═══ Recorded information ═══
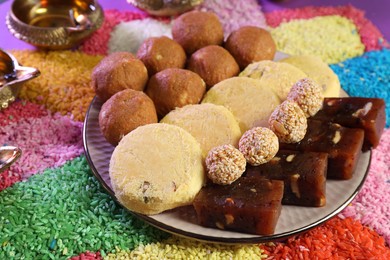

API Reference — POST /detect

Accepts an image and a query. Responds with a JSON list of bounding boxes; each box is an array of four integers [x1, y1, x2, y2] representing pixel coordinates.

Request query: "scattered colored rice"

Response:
[[105, 236, 267, 260], [0, 105, 84, 179], [0, 5, 390, 260], [0, 99, 48, 127], [340, 129, 390, 245], [0, 157, 168, 259], [271, 15, 364, 63], [331, 49, 390, 127], [261, 217, 390, 260], [80, 10, 148, 55], [108, 18, 172, 54], [265, 5, 389, 51], [13, 51, 102, 121], [69, 251, 102, 260], [197, 0, 268, 37]]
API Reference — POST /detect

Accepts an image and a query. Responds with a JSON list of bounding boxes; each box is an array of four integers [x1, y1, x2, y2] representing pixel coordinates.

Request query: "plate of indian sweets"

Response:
[[83, 11, 385, 243]]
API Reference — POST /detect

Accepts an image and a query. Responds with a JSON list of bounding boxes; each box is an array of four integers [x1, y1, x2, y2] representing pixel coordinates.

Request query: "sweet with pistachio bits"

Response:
[[287, 78, 324, 117], [239, 127, 279, 166], [206, 144, 246, 185], [268, 100, 307, 143]]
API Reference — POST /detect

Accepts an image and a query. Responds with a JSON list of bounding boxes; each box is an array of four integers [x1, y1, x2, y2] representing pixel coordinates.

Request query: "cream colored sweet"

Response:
[[287, 78, 324, 117], [206, 145, 246, 185], [239, 60, 307, 101], [238, 127, 279, 166], [280, 55, 341, 97], [202, 77, 280, 133], [109, 123, 205, 215], [160, 103, 241, 156], [268, 100, 307, 143]]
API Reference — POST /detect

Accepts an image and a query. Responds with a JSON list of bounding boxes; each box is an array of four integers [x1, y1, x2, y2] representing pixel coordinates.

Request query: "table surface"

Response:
[[0, 0, 390, 50]]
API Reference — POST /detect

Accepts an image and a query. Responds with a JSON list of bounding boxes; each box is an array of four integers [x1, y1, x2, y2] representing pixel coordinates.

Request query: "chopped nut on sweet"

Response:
[[238, 127, 279, 166], [287, 78, 324, 117], [268, 100, 307, 143], [206, 145, 246, 185]]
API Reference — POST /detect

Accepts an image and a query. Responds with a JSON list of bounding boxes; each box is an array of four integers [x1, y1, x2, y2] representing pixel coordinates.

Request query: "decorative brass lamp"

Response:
[[0, 49, 41, 109], [6, 0, 104, 49]]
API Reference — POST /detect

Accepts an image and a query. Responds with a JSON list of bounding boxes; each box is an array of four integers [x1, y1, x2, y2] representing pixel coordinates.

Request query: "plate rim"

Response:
[[83, 96, 372, 244]]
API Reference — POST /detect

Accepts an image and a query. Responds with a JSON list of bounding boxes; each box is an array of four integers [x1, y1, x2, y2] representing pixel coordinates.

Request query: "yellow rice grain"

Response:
[[12, 50, 103, 121], [271, 15, 365, 63], [104, 236, 267, 260]]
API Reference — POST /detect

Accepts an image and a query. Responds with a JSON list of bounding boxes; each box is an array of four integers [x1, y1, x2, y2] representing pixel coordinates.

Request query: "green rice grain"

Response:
[[0, 156, 169, 259]]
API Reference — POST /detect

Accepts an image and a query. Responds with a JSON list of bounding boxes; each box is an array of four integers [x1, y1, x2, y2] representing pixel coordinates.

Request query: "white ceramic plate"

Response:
[[83, 98, 371, 244]]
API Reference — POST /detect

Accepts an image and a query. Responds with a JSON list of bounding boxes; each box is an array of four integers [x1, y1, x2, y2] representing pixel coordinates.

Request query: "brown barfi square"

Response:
[[244, 150, 328, 207], [280, 119, 364, 180], [313, 97, 386, 150], [193, 176, 283, 235]]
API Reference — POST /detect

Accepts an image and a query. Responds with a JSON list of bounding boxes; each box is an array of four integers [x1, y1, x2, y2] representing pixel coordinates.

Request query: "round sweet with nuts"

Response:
[[206, 144, 246, 185], [268, 100, 307, 143], [287, 78, 324, 117], [238, 127, 279, 166]]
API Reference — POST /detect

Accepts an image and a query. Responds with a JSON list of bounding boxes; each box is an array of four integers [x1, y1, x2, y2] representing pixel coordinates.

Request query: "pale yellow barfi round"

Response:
[[202, 77, 280, 133], [160, 103, 241, 157], [109, 123, 205, 215], [239, 60, 307, 101], [280, 55, 341, 97]]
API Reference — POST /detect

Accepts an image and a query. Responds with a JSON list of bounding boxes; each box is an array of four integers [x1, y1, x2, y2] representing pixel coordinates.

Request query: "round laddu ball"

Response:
[[172, 11, 224, 55], [146, 68, 206, 117], [225, 26, 276, 70], [92, 52, 148, 102], [287, 78, 324, 117], [268, 100, 307, 143], [187, 45, 240, 88], [99, 89, 157, 146], [206, 145, 246, 185], [137, 36, 187, 77], [238, 127, 279, 166]]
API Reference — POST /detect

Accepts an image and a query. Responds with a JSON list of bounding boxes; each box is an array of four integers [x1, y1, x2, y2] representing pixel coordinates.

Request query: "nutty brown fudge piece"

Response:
═══
Work to complete: Starting at the beginning of the records and going on through the line with "[[0, 0, 390, 50]]", write those lines out again, leaving out the pictures, with "Responds" swapped for "Replies" each time it appears and nothing else altered.

Result of the task:
API Reference — POST /detect

Accepts an image and a query. Replies with a JSON list of bounding boxes; each box is an array of four integers [x1, y1, x2, y2] representing pixel coordinates.

Request query: "scattered colored rice"

Response:
[[105, 236, 267, 260], [0, 105, 84, 179], [0, 5, 390, 260], [0, 99, 48, 127], [340, 129, 390, 245], [0, 157, 168, 259], [271, 15, 364, 63], [331, 49, 390, 127], [261, 217, 390, 260], [80, 10, 148, 55], [108, 18, 172, 54], [265, 5, 389, 51], [13, 51, 102, 121], [69, 251, 102, 260], [197, 0, 268, 37]]
API Reference — POST /detect

Accepts an image and a query. Replies with a JSON list of bounding boxes; each box is an array of four integers [x1, y1, x2, y2] representing pixel coordinates.

Request query: "plate of indian sweets"

Response:
[[83, 11, 385, 243]]
API Reference — POST /detect

Accepts an image and a query. Replies with a JSON list of bounding boxes; each box is an array of four integers [x1, y1, x2, y2] representing pixel coordinates.

Request query: "sweet with pistachio bits"

Response:
[[287, 78, 324, 117], [239, 127, 279, 166], [206, 144, 246, 185], [268, 100, 307, 143]]
API Reference — POST /detect

Accepts an image and a query. Replies with a JSON list of bounding boxes; each box is an array of four integers [x1, y1, x2, y2] representing pixel coordinates.

Request query: "cream colored sweet"

Response:
[[287, 78, 324, 117], [206, 145, 246, 185], [239, 60, 307, 101], [238, 127, 279, 166], [280, 55, 341, 97], [202, 77, 280, 133], [109, 123, 205, 215], [160, 103, 241, 156], [268, 100, 307, 143]]
API Reference — POST /detect

Accepts an image and a query. Replies with a JSON list of bounding boxes; each box is an array of four integers [x1, y1, x2, y2] representing pixel coordinates.

Request query: "table surface"

Response:
[[0, 0, 390, 50]]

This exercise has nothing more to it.